# Passage provided
U.S. Highlights
- U.S. markets were in the black this week with limited economic news to digest. There was plenty of action across the pond, with an ECB rate decision and more drama on Brexit.
- The U.S. data was second tier, but housing data was consistent with a continued uptrend in the sector. However, data on durable goods orders was less encouraging.
- Next week holds a lot more action, with the Fed set to cut rates. We will also get October jobs numbers, Q3 GDP, and the October ISM, all of which will help set the tone for Q4.
Canadian Highlights
- Monday’s election saw Prime Minister Trudeau holding on to power, but failing to achieve a majority parliament. There was a stark east-west divide in voting patterns.
- A formal coalition government has already been ruled out, so we are in for a return to a ‘vote-by-vote’ basis of rule for the first time in about eight years.
- Economic data this week was decent. Retail spending volumes rose a touch, while business confidence as measured by the Bank of Canada Business Outlook Survey held up despite elevated uncertainty.
U.S. – Three Cuts, Fed’s Out?
U.S. markets were in the black this week with limited economic news to digest, but there was plenty of action across the pond. European Central Bank President Mario Draghi made his last monetary policy announcement before handing the reins over to Christine Lagarde. Draghi left monetary policy unchanged, after easing last month, calling on governments in Europe to undertake more fiscal stimulus to kick start the continent’s moribund growth. Lagarde will need to use her powers of persuasion on that front too, as monetary policy in Europe is increasingly running out of room to stimulate the economy.

# Given entries

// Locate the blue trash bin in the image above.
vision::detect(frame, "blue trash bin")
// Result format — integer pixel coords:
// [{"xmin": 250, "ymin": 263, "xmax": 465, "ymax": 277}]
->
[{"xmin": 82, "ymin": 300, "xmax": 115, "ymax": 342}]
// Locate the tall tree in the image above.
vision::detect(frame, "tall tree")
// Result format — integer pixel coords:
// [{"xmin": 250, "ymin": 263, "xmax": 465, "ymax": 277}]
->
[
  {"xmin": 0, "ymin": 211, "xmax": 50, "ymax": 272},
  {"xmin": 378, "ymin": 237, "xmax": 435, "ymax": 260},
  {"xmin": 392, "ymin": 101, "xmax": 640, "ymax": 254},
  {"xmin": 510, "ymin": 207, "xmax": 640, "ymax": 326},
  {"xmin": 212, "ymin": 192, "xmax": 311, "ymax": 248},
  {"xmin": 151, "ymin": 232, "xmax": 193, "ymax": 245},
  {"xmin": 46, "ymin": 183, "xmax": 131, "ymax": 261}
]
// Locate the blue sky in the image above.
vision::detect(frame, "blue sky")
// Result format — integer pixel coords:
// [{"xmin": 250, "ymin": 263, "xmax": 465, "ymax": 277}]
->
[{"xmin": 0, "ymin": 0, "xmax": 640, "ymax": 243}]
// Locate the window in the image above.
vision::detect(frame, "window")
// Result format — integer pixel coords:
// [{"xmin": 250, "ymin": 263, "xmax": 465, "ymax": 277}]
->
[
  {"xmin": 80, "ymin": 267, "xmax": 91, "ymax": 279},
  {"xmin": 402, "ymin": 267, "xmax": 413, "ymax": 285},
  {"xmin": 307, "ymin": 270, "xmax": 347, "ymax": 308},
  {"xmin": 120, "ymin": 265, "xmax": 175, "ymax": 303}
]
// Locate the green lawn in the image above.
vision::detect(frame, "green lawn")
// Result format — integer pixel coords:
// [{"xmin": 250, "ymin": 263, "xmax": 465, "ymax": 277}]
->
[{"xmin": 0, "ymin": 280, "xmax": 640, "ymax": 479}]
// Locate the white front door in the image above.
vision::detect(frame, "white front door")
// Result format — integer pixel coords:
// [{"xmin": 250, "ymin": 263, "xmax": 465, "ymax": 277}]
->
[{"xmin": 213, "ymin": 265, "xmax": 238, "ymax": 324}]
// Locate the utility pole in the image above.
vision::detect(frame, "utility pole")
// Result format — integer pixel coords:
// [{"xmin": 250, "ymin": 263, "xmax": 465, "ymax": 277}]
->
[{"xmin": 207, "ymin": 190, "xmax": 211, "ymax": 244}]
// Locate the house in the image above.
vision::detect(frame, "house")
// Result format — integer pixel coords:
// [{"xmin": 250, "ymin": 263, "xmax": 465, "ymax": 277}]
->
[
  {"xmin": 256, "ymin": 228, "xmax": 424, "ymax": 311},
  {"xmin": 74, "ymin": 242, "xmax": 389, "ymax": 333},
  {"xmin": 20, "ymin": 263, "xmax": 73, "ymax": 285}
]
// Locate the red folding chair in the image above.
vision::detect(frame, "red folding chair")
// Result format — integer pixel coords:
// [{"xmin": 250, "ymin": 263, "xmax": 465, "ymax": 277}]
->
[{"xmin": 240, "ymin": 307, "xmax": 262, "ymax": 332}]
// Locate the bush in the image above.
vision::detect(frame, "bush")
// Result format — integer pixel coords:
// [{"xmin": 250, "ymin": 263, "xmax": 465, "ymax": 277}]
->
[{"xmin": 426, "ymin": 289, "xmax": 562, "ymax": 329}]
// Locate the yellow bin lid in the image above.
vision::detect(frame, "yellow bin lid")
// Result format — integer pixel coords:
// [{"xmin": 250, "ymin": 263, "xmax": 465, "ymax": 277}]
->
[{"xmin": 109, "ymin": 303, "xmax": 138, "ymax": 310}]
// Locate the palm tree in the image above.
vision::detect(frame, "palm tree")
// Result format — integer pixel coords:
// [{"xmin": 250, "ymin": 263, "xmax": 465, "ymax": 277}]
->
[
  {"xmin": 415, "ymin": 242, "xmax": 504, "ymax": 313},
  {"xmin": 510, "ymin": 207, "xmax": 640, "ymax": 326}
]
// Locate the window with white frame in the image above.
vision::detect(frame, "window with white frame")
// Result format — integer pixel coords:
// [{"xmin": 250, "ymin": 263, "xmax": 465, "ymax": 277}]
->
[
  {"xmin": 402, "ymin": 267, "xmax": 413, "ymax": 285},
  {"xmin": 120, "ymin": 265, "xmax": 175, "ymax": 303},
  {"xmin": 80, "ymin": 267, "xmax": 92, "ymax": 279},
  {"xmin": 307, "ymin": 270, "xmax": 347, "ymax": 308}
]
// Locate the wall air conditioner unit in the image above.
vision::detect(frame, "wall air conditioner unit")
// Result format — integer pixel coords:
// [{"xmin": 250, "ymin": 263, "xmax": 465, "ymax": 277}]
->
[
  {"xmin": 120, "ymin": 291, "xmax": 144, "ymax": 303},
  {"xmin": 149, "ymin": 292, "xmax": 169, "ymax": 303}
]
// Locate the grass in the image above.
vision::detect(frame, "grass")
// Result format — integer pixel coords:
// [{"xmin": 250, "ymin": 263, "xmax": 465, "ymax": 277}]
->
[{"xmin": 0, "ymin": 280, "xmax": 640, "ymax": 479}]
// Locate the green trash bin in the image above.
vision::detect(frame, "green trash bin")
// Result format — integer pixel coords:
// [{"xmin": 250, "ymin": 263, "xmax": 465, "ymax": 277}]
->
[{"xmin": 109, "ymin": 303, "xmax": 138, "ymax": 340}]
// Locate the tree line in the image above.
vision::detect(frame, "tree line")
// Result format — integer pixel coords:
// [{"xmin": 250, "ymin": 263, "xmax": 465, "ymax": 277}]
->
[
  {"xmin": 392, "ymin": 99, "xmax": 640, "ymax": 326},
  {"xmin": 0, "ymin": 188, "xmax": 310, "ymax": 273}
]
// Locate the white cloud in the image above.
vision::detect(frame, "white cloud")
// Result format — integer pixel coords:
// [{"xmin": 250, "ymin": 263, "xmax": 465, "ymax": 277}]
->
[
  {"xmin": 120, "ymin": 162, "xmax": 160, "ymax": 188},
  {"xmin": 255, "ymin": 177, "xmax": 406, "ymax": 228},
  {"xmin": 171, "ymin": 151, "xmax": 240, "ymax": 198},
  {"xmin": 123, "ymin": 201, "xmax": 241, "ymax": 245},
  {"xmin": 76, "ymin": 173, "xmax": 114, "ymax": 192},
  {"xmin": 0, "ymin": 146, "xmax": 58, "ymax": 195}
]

# What you will do
a. From the economic highlights, extract the passage starting with "- A formal coalition" and going on through "about eight years.".
b. In the records, switch "Locate" to "Find" in the lines starting with the line with "green trash bin in the image above." and going on through the end of the records, changing nothing else. Return only those lines.

# Answers
a.
- A formal coalition government has already been ruled out, so we are in for a return to a ‘vote-by-vote’ basis of rule for the first time in about eight years.

b.
// Find the green trash bin in the image above.
vision::detect(frame, "green trash bin")
// Result format — integer pixel coords:
// [{"xmin": 250, "ymin": 263, "xmax": 465, "ymax": 277}]
->
[{"xmin": 109, "ymin": 303, "xmax": 138, "ymax": 340}]
// Find the tree line in the image above.
vision::detect(frame, "tree line")
// Result format — integer pixel coords:
// [{"xmin": 250, "ymin": 263, "xmax": 465, "ymax": 277}]
->
[
  {"xmin": 392, "ymin": 99, "xmax": 640, "ymax": 326},
  {"xmin": 0, "ymin": 188, "xmax": 310, "ymax": 273}
]
// Find the white cloud in the image above.
vision::detect(frame, "white cloud")
// Result format — integer pixel coords:
// [{"xmin": 250, "ymin": 263, "xmax": 465, "ymax": 277}]
->
[
  {"xmin": 120, "ymin": 162, "xmax": 160, "ymax": 188},
  {"xmin": 255, "ymin": 177, "xmax": 406, "ymax": 228},
  {"xmin": 171, "ymin": 151, "xmax": 240, "ymax": 198},
  {"xmin": 123, "ymin": 201, "xmax": 241, "ymax": 245},
  {"xmin": 76, "ymin": 173, "xmax": 114, "ymax": 192},
  {"xmin": 0, "ymin": 146, "xmax": 58, "ymax": 195}
]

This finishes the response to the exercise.